▸ **Description of the task**
Print the following lines word for word, with no changes.

++++ Recorded information

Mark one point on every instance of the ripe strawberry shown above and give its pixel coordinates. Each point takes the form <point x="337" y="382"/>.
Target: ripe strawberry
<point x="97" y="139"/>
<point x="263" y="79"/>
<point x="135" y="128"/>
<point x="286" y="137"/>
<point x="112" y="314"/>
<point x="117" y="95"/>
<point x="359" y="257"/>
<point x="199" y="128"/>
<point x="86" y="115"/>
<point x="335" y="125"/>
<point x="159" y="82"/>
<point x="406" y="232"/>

++++++++

▸ **Task answer**
Mark one point on every instance of the ripe strawberry shown above and give its pixel coordinates. Each point takes the form <point x="337" y="382"/>.
Target: ripe strawberry
<point x="97" y="139"/>
<point x="263" y="79"/>
<point x="135" y="128"/>
<point x="286" y="137"/>
<point x="112" y="314"/>
<point x="117" y="95"/>
<point x="359" y="257"/>
<point x="199" y="128"/>
<point x="86" y="115"/>
<point x="335" y="125"/>
<point x="159" y="82"/>
<point x="406" y="232"/>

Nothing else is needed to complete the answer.